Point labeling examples

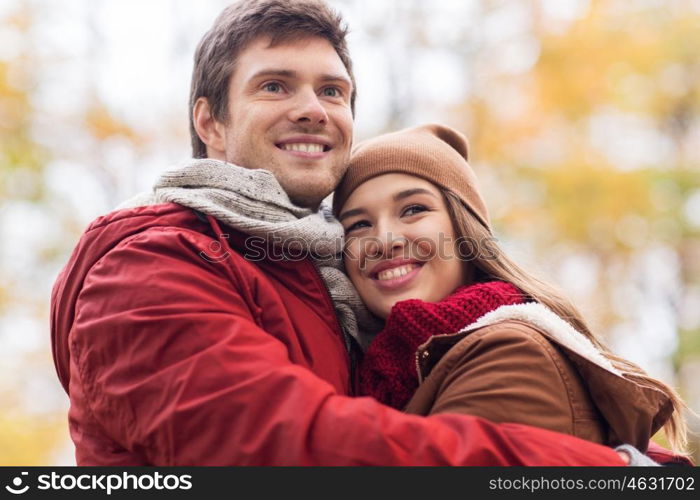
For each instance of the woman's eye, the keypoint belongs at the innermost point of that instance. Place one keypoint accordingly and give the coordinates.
(413, 210)
(331, 92)
(273, 87)
(356, 225)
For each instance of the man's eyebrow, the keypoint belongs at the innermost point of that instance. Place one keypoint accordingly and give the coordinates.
(350, 213)
(284, 73)
(410, 192)
(287, 73)
(336, 78)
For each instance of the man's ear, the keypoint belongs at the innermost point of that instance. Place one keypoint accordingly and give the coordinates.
(209, 130)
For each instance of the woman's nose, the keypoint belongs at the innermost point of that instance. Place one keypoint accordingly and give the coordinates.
(388, 244)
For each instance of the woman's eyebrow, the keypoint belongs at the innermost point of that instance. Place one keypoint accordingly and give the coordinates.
(350, 213)
(410, 192)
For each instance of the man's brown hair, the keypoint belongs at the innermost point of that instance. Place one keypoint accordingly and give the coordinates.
(241, 23)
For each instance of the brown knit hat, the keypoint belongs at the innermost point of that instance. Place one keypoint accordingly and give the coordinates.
(432, 152)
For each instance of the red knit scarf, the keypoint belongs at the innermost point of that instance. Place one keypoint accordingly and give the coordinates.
(388, 370)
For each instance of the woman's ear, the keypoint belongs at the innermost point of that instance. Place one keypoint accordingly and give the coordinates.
(210, 131)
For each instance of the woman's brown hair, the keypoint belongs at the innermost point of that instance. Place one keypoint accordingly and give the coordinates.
(494, 264)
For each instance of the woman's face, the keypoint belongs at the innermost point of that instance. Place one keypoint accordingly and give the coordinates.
(400, 243)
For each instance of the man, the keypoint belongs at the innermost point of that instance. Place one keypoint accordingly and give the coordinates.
(180, 342)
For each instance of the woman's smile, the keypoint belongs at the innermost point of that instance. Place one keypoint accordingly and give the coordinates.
(395, 275)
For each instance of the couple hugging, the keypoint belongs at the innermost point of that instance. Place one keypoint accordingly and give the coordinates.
(394, 331)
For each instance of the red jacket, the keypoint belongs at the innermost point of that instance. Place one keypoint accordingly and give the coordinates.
(176, 350)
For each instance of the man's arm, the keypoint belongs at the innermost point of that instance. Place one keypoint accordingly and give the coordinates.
(174, 367)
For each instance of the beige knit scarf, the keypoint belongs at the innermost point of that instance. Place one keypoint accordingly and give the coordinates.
(253, 202)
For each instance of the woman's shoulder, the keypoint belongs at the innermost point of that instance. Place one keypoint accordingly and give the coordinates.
(518, 341)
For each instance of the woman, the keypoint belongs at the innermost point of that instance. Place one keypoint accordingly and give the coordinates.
(466, 330)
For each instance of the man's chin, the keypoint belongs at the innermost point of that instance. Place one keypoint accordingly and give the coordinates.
(309, 192)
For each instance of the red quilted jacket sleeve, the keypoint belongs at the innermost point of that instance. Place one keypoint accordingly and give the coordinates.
(171, 365)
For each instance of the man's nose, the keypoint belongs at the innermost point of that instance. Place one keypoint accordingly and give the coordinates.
(308, 109)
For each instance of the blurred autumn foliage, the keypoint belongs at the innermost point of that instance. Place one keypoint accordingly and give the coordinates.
(584, 127)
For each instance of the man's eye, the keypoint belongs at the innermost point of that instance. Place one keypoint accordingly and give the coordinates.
(331, 92)
(356, 225)
(273, 87)
(413, 210)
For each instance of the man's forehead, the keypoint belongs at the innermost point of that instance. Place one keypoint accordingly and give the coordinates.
(310, 51)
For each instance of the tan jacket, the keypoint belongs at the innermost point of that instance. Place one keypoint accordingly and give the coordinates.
(524, 364)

• Task instructions: Rewrite all of the lines above, changing "innermost" to "central" and leaving everything else as it is. Omit the pictures from your answer.

• Result of this exercise:
For each instance of the woman's eye, the keypoint belongs at the central point of that instance. Place one keypoint accordingly and give the coordinates.
(413, 210)
(331, 92)
(273, 87)
(356, 225)
For each instance of the man's eyebrow, the keypoint belongs at the central point of that instance. Place one keypoint accordingly and give the coordinates.
(350, 213)
(284, 73)
(410, 192)
(287, 73)
(336, 78)
For each instance of the man's ear, the keypoint belongs at the central point of that instance. Place one keypoint accordingly and give the coordinates.
(209, 130)
For each instance of the woman's nose, the keypoint belongs at the central point of that instance. Place one keypoint accordingly and give the coordinates.
(388, 244)
For each instance of the woman's eyebrow, the keypoint belongs at the central point of that instance. Place one keypoint accordingly and give the coordinates.
(350, 213)
(410, 192)
For each instance of the man's brown hair, the keypoint belongs at the central point of that instance. Place one keypoint accordingly and give the coordinates.
(241, 23)
For each instance of the brown knit hat, the keypoint belongs at the central point of that instance. Place one keypoint accordingly and give the coordinates.
(432, 152)
For each instance of the red knit scarf, the keypoint belongs at the central point of that instance. Place one keypoint accordingly and give the coordinates.
(388, 370)
For each instance of the woman's ear, the keypoint belongs at the central point of that instance. Place one keypoint accordingly and give the coordinates.
(210, 131)
For each instance of the woman's brown hair, the keypoint belongs at the central point of that instance. Place one keypoint accordingly and give the coordinates.
(494, 264)
For each instance of the woman's face, the keypoint belongs at the central point of that instance. Place one keypoint accordingly and give the coordinates.
(400, 243)
For each instance of the man, the keypoint belongs at the central point of that instance. Place one keypoint accordingly and give the coordinates.
(180, 342)
For each instance of the woman's smile, the keypoint belongs at the central point of that instance. Place one keypoint accordingly and give the coordinates.
(395, 275)
For each instance of the couple hugging, the keypoint belongs at the central point of that instance. Place one keypoint accordingly and give the coordinates.
(394, 331)
For each instance of the red jacket, the keypoint belongs at the central point of that instance. Place one keypoint accordingly and give the coordinates.
(176, 350)
For each instance of the man's arm, the keypoint belongs at the central point of that instance. Place one keypoint accordingly and give the coordinates.
(174, 367)
For each instance of the beige knit scarf, the keypoint belongs at the central point of that instance. Place one keypoint accordingly and give the coordinates.
(253, 202)
For each instance of the woman's shoulder, the keypoint belongs at the central point of that instance. Place one keypoint accordingly and give the coordinates.
(518, 341)
For each instance of the woman, the keypoint belongs at the central point of that instance. Place one keypoint accordingly and give the coordinates.
(466, 330)
For each instance of the man's chin, the keypoint belongs at the central point of that instance. Place one keypoint accordingly and give the coordinates.
(309, 192)
For each instance of the red quilted jacket sleeve, the keypoint belongs at the central point of that instance. Place one keypoint accordingly and give the coordinates.
(171, 365)
For each instance of the man's nose, the keypoint belongs at the central point of that instance. Place one keypoint accordingly and give the coordinates.
(308, 109)
For each instance of the blurred autumn foliage, the keypoint belongs at the central point of that instance. Place one keypoint accordingly and give the coordinates.
(584, 127)
For each instance of the man's eye, the keypoint belongs at the central point of that instance. Place one keypoint accordingly and give the coordinates.
(331, 92)
(356, 225)
(273, 87)
(413, 210)
For each instance of the man's forehead, the keypoint belongs at the central point of that instance. Place one keypoint accordingly and give the coordinates.
(310, 51)
For each instance of the tan jacket, the keypoint belongs at the central point of that instance. Place one keypoint accordingly and give the coordinates.
(524, 364)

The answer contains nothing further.